• _What the task requires_
Each entry should be copied as it stands, leaving the pictures behind.

----

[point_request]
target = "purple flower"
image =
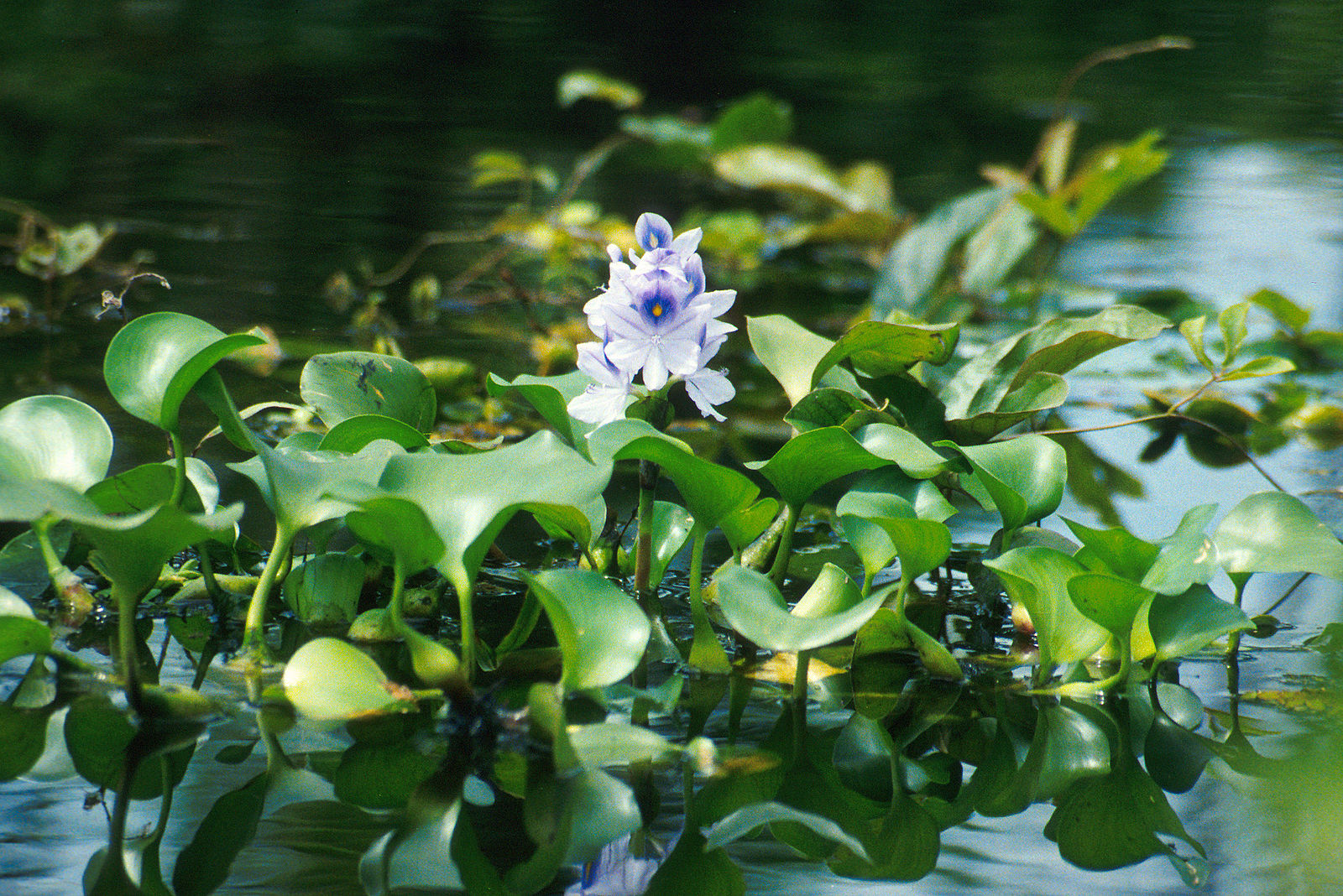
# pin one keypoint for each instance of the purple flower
(656, 318)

----

• _Answer to this exercise_
[point_request]
target = "purple flower"
image =
# pin one keypoint for each instance of the purple flower
(656, 318)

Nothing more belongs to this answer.